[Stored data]

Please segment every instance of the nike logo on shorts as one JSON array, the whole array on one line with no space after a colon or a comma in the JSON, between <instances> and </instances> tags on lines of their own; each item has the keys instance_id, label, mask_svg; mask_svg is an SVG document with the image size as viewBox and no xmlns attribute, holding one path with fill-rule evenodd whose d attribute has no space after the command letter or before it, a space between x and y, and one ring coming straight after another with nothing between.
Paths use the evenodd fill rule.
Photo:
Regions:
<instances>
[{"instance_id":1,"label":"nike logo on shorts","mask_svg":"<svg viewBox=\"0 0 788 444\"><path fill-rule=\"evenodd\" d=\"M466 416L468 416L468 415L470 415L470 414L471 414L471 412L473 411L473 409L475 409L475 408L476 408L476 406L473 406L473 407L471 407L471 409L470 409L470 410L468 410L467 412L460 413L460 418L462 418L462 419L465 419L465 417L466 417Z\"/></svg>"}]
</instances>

DIRECTIONS FOR THIS TASK: Every entry above needs to be quoted exactly.

SOLUTION FOR THIS EXERCISE:
Please segment every instance of the nike logo on shorts as one JSON array, the whole array on one line with no space after a colon or a comma in the JSON, between <instances> and </instances> tags on lines of their own; each item has the keys instance_id, label, mask_svg; mask_svg is an SVG document with the image size as viewBox and no xmlns attribute, holding one path with fill-rule evenodd whose d attribute has no space after the command letter or before it, a space between x and y, and one ring coming straight after another with nothing between.
Paths use the evenodd fill rule.
Photo:
Regions:
<instances>
[{"instance_id":1,"label":"nike logo on shorts","mask_svg":"<svg viewBox=\"0 0 788 444\"><path fill-rule=\"evenodd\" d=\"M466 416L468 416L468 415L470 415L470 414L471 414L471 412L473 411L473 409L475 409L475 408L476 408L476 406L473 406L473 407L471 407L471 409L470 409L470 410L468 410L467 412L460 413L460 418L462 418L462 419L465 419L465 417L466 417Z\"/></svg>"}]
</instances>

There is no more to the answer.